### BRIEF
Starting at the beginning of the data and stopping after the line containing "x=347, y=131", reproduce those lines with "curly dark hair" swapped for "wavy dark hair" and nothing else altered. Leave the pictures out of your output.

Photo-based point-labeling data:
——

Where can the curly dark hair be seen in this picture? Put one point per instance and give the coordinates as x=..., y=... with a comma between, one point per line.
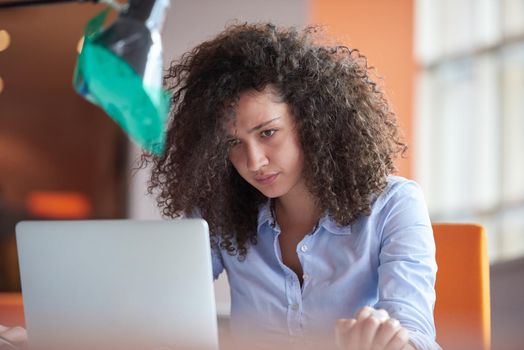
x=347, y=131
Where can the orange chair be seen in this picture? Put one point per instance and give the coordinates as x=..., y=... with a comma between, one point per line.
x=462, y=308
x=11, y=310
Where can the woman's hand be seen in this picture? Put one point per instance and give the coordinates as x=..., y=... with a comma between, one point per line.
x=371, y=330
x=12, y=338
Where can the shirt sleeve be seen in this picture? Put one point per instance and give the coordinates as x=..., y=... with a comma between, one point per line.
x=407, y=266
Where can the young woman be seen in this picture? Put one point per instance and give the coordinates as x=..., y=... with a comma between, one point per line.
x=286, y=147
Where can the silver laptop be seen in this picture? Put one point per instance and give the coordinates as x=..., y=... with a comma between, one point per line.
x=117, y=284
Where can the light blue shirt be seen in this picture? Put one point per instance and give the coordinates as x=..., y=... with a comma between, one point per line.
x=385, y=260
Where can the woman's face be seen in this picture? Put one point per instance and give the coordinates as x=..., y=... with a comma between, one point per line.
x=264, y=145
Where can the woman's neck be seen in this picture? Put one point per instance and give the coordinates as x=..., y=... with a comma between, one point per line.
x=297, y=210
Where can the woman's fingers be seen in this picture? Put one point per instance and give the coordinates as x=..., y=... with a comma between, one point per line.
x=371, y=329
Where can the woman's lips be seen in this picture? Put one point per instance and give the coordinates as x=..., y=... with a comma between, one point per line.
x=266, y=180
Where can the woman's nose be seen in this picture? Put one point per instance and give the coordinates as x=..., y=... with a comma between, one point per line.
x=256, y=158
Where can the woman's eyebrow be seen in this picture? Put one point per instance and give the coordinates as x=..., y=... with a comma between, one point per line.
x=260, y=126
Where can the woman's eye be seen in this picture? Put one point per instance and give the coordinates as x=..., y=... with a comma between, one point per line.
x=268, y=133
x=233, y=142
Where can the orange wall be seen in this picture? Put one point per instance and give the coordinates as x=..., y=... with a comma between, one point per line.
x=383, y=31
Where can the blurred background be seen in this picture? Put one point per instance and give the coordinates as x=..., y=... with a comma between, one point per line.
x=453, y=70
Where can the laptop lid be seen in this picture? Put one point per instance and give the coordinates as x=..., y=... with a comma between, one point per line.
x=117, y=283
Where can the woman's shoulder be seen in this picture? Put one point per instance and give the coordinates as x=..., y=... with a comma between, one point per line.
x=398, y=189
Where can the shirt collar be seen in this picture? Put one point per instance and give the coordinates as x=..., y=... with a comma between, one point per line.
x=326, y=221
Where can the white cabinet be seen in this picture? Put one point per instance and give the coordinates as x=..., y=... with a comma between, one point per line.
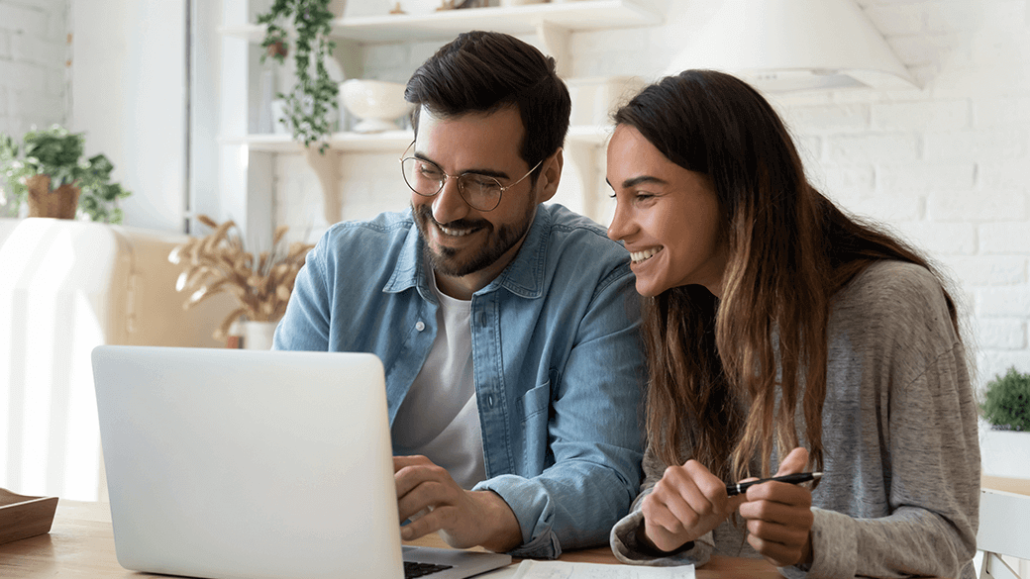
x=246, y=180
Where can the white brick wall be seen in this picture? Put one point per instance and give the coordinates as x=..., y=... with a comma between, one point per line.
x=33, y=71
x=947, y=166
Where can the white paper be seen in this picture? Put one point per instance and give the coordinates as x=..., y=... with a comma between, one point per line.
x=563, y=570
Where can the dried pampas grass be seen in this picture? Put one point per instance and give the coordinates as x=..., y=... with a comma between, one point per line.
x=217, y=263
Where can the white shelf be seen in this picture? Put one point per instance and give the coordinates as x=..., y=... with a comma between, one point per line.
x=572, y=15
x=386, y=142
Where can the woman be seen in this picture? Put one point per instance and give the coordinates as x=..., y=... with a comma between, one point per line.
x=778, y=327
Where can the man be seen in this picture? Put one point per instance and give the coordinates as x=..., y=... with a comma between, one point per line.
x=509, y=330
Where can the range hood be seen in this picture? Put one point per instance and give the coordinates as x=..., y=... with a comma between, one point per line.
x=788, y=45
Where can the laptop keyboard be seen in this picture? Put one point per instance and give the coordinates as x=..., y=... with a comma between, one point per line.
x=413, y=569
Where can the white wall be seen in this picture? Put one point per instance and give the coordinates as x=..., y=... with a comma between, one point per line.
x=947, y=166
x=33, y=72
x=129, y=95
x=115, y=70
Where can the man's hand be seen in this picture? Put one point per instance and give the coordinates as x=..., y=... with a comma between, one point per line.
x=779, y=515
x=465, y=518
x=688, y=502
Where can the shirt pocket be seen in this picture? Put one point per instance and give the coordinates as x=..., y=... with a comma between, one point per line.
x=536, y=407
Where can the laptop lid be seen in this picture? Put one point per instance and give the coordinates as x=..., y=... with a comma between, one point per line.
x=243, y=464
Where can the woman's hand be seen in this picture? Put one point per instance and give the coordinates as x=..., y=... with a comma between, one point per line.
x=779, y=515
x=688, y=502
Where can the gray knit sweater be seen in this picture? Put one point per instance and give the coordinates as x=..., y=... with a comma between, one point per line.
x=900, y=490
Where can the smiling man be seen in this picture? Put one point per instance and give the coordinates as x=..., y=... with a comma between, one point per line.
x=509, y=329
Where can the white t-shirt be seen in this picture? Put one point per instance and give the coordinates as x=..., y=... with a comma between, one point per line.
x=439, y=418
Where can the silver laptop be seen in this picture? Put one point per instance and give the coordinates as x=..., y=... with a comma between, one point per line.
x=244, y=464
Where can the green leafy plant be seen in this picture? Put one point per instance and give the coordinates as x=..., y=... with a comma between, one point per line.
x=1006, y=402
x=58, y=154
x=311, y=99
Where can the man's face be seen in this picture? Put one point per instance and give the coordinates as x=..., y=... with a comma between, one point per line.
x=462, y=241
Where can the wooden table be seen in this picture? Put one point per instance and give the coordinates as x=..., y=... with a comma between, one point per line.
x=80, y=545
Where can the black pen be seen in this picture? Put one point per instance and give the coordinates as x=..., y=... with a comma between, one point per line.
x=741, y=487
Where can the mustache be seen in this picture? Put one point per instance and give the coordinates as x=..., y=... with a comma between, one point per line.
x=425, y=214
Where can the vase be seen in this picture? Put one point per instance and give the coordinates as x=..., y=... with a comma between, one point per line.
x=60, y=203
x=258, y=335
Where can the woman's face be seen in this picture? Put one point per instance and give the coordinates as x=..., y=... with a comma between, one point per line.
x=666, y=216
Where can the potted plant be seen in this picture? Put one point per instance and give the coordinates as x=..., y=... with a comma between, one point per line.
x=308, y=24
x=261, y=283
x=47, y=170
x=1005, y=444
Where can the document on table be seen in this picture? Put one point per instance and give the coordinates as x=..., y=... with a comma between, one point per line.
x=564, y=570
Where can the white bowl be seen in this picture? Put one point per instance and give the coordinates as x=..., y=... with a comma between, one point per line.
x=377, y=103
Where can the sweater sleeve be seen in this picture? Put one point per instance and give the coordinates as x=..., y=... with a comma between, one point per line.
x=917, y=395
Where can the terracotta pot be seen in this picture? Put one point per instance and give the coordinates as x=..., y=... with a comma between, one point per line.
x=60, y=203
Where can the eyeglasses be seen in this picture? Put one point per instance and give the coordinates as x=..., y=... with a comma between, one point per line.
x=482, y=193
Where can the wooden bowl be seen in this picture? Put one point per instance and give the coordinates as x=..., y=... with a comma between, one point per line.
x=22, y=517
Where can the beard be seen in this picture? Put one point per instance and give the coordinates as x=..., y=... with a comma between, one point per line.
x=459, y=263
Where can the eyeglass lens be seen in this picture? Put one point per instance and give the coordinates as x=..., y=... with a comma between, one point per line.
x=425, y=178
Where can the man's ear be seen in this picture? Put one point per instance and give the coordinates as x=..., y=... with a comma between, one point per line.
x=550, y=174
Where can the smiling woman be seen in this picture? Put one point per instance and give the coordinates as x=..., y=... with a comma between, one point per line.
x=784, y=336
x=667, y=217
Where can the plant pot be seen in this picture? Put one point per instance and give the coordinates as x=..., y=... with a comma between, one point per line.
x=1004, y=453
x=60, y=203
x=258, y=335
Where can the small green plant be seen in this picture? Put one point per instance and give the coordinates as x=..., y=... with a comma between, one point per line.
x=311, y=99
x=58, y=154
x=1006, y=402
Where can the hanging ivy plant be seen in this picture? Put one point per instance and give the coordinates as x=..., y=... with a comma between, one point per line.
x=310, y=101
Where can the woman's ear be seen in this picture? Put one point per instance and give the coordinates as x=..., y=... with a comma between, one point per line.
x=550, y=174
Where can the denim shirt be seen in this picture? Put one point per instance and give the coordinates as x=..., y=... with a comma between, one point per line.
x=556, y=353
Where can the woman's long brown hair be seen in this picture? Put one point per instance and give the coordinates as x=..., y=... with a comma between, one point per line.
x=727, y=376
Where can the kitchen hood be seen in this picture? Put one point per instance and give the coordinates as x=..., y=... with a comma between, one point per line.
x=788, y=45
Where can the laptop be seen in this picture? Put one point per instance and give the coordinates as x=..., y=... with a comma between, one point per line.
x=231, y=464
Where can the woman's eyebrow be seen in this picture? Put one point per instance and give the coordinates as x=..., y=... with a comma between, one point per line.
x=633, y=181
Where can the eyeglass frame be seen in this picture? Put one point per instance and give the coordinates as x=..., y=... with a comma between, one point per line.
x=460, y=191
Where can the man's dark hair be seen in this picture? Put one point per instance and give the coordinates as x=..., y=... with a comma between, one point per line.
x=487, y=71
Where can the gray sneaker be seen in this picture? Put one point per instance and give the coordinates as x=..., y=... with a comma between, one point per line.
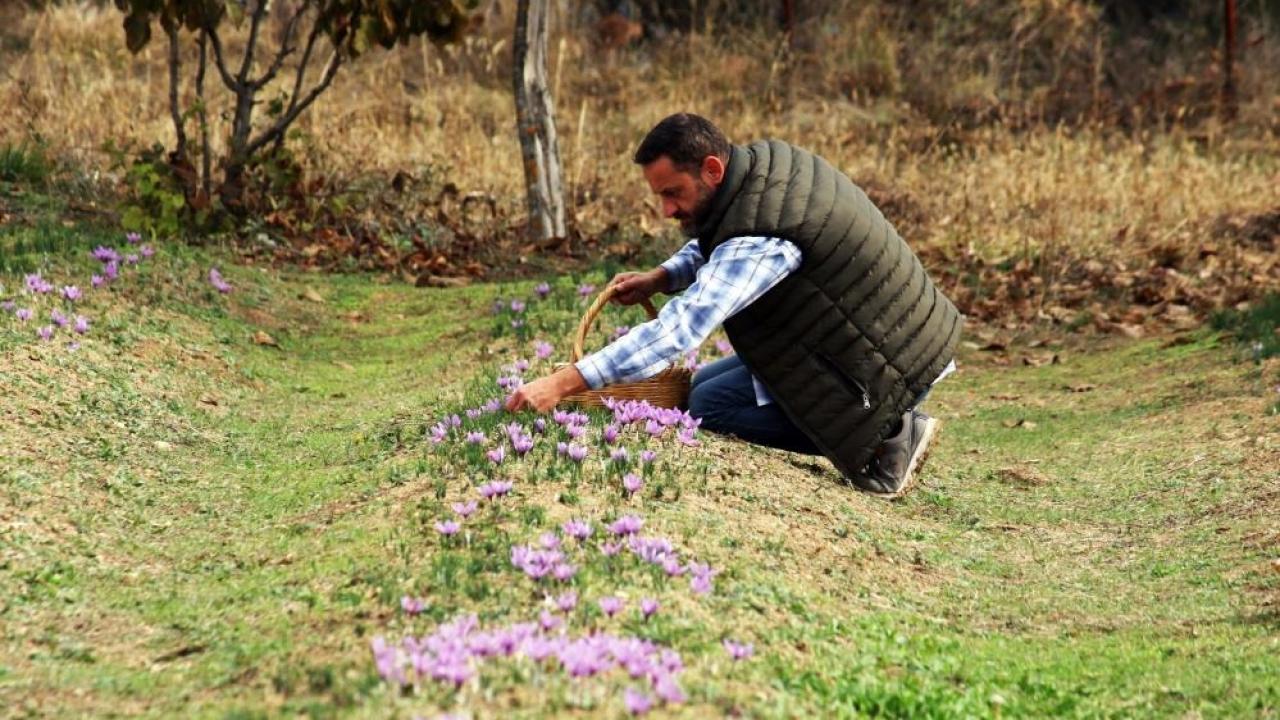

——

### RESULT OF THE EXERCISE
Where can the wavy dark hair be seen in this picture? Put one point per instance and give the coordinates as x=..., y=... with a comma between, one point per line.
x=347, y=131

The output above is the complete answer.